- _What needs to be done_: From the listing below, pull out every line that contains the string "head", matching case exactly.
============
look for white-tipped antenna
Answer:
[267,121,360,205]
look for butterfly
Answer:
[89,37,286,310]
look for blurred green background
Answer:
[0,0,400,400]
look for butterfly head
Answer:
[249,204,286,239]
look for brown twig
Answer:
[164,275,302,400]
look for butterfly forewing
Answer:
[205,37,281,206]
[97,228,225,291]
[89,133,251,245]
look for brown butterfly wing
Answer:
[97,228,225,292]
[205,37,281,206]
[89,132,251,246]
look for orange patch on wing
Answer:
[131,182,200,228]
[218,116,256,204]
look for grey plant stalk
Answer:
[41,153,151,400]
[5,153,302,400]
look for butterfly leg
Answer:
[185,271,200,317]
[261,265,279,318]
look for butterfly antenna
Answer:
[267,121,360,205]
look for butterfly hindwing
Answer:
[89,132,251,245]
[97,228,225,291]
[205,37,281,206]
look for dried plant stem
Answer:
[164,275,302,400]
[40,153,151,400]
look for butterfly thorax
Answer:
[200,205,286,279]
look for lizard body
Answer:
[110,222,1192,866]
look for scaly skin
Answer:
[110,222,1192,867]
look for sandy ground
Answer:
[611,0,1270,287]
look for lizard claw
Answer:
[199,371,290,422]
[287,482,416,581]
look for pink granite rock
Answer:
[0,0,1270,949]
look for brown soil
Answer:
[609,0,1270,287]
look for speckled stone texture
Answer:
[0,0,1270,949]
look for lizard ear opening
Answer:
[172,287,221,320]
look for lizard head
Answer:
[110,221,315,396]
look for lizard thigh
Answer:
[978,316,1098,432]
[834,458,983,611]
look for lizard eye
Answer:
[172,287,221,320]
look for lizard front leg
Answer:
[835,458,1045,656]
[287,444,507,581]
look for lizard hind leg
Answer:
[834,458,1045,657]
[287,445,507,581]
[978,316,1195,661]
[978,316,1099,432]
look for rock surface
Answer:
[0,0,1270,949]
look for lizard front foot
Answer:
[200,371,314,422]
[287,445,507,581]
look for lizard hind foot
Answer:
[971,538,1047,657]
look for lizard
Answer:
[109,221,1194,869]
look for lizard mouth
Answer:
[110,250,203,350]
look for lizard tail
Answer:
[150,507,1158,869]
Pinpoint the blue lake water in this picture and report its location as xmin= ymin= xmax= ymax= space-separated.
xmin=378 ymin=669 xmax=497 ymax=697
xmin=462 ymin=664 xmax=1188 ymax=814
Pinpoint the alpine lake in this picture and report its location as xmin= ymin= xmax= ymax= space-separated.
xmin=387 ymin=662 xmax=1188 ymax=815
============
- _Full solution_:
look for butterfly head
look for lizard head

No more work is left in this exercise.